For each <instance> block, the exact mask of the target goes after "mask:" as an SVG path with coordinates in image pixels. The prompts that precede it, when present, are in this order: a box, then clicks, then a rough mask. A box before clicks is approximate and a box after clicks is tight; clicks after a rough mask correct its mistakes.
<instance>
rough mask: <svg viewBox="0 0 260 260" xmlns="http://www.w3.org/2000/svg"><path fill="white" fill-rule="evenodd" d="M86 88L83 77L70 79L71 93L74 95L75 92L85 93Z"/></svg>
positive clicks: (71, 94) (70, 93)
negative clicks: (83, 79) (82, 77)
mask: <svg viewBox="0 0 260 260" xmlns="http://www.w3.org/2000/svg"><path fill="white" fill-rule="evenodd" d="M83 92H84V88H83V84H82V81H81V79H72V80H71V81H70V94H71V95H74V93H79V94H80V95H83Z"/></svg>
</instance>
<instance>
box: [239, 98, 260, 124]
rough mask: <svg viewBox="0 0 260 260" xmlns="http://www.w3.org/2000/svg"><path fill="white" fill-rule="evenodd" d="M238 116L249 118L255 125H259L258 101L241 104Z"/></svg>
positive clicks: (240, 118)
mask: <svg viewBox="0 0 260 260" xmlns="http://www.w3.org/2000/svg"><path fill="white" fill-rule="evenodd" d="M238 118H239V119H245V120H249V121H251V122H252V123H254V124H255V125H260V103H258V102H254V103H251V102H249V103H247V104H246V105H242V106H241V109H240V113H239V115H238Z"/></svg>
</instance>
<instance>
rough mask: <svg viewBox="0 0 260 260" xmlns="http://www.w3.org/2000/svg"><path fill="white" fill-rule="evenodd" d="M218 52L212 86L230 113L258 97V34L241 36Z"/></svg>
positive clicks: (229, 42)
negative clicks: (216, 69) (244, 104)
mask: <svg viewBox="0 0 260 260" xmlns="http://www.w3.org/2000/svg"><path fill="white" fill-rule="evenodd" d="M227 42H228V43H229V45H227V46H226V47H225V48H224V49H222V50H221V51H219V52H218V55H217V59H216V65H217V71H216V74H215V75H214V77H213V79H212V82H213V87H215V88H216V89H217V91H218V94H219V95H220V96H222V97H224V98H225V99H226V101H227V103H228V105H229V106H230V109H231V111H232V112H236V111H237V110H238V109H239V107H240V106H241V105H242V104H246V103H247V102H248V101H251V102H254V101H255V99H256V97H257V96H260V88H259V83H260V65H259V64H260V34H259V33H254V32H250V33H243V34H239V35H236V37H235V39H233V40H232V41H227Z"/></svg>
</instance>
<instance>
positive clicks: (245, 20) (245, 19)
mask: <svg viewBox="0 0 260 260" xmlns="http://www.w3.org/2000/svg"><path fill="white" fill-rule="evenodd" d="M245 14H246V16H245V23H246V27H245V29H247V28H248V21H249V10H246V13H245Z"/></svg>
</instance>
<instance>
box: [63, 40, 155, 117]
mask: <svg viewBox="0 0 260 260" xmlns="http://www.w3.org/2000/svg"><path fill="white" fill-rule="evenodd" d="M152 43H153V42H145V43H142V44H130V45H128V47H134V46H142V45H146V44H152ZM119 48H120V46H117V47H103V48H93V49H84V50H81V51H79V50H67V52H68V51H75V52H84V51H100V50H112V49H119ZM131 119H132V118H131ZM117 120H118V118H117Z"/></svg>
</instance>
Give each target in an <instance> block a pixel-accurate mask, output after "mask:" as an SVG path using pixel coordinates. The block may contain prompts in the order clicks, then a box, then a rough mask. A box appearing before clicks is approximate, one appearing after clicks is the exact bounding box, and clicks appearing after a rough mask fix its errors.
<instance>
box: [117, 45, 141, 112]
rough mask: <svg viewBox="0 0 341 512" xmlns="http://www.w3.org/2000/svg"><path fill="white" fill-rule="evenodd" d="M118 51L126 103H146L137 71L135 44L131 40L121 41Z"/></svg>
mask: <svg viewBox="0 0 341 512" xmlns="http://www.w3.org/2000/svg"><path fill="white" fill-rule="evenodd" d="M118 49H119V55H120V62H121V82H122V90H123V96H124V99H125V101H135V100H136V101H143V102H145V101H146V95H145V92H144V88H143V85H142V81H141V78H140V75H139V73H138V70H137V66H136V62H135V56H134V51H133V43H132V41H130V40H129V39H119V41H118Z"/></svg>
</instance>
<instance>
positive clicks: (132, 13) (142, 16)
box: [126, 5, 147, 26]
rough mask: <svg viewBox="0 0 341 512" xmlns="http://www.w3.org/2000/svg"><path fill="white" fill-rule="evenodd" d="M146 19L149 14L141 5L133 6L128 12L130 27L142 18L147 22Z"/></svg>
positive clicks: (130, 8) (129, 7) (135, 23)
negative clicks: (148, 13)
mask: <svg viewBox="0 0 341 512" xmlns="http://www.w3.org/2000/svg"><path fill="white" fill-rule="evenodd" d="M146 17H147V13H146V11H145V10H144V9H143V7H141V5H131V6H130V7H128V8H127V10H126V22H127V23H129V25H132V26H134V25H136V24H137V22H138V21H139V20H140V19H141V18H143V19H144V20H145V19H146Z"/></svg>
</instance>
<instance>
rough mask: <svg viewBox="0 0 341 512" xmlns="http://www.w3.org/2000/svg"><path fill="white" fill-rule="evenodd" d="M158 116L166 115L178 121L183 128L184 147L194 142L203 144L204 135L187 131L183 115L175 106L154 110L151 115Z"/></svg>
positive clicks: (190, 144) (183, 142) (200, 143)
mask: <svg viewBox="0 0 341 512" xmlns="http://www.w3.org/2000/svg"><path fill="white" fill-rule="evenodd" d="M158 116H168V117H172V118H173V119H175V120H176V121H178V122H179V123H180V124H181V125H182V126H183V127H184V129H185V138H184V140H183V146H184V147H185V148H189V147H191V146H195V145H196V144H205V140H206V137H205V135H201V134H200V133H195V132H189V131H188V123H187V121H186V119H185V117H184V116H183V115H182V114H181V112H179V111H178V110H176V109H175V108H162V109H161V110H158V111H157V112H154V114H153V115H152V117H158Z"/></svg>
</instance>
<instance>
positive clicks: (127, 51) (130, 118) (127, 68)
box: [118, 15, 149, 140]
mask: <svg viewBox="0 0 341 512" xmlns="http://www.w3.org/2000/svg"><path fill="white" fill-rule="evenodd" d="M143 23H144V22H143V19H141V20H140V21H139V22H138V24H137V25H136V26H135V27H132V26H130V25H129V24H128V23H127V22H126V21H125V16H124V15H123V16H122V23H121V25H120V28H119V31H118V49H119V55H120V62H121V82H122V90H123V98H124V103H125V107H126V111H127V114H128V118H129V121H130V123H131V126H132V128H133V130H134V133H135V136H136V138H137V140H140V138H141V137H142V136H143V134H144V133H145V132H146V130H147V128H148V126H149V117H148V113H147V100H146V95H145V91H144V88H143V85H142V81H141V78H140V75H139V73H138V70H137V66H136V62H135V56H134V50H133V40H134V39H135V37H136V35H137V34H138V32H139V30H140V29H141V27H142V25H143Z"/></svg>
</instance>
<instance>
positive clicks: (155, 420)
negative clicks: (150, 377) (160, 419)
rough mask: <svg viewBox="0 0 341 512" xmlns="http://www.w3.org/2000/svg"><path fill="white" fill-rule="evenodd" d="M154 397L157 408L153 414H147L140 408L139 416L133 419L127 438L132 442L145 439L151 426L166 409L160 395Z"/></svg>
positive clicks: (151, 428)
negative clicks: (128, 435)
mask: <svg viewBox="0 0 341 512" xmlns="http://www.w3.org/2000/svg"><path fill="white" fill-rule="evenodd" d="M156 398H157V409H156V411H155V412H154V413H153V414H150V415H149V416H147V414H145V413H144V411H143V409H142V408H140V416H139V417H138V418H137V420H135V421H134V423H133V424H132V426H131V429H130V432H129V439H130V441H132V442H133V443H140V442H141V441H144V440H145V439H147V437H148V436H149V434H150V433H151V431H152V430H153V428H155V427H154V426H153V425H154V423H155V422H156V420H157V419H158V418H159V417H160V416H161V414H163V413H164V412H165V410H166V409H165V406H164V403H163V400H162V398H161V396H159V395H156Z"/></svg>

**Task statement**
Pull out each line of the material above that contains the string "coordinates", copying those lines in full. Matching is case-sensitive.

**Completed exercise**
For each <instance> block, the exact mask of the target goes after "mask:" as an SVG path with coordinates in image pixels. The prompts that precede it, when present, are in this order: a box, then clicks, then a rough mask. A box before clicks is approximate and a box after clicks is tight; clicks after a rough mask correct its mistakes.
Give each target in an <instance> block a pixel-accurate mask, output after "mask:" as an SVG path using pixel coordinates. The block may contain prompts in the order clicks, then a box, then a rough mask. A box appearing before clicks is approximate, one appearing after clicks is the exact bounding box, and clicks appearing after a rough mask fix its errors.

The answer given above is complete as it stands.